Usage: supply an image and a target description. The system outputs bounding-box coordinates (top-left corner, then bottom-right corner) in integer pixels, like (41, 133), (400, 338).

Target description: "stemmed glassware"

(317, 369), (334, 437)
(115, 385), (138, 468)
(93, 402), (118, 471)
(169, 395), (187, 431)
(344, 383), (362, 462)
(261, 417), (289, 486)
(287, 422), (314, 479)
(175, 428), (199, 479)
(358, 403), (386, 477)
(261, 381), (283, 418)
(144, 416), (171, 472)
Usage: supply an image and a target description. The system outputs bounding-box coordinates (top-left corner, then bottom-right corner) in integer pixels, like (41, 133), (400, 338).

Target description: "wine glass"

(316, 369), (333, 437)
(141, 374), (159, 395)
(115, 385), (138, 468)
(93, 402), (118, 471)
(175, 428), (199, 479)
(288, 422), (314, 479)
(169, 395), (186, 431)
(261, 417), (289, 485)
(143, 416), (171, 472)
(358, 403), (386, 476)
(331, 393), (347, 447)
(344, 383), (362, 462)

━━━━━━━━━━━━━━━━━━━━

** Given task **
Reproduce every line of both entries above verbatim, character for character.

** Answer for the task **
Usage: supply an image and a target description. The system outputs bounding-box coordinates (top-left corner, then bottom-right corner) in integer pixels, like (41, 133), (400, 338).

Target description: "stemmed glassware"

(317, 369), (334, 437)
(115, 385), (138, 468)
(93, 402), (118, 471)
(169, 395), (187, 431)
(344, 383), (362, 462)
(261, 417), (289, 486)
(287, 422), (314, 479)
(175, 428), (199, 479)
(358, 403), (386, 477)
(261, 381), (283, 418)
(144, 416), (171, 472)
Usage: supply an image and a target description. The system outputs bounding-box coordinates (top-left corner, then bottom-right corner) in integer pixels, like (41, 133), (400, 338).

Target description: "wine glass"

(316, 369), (333, 437)
(141, 374), (159, 395)
(115, 385), (138, 468)
(93, 402), (118, 471)
(175, 428), (199, 479)
(288, 422), (314, 479)
(169, 395), (186, 431)
(261, 417), (289, 485)
(143, 416), (171, 472)
(358, 403), (386, 476)
(331, 393), (347, 447)
(344, 383), (362, 462)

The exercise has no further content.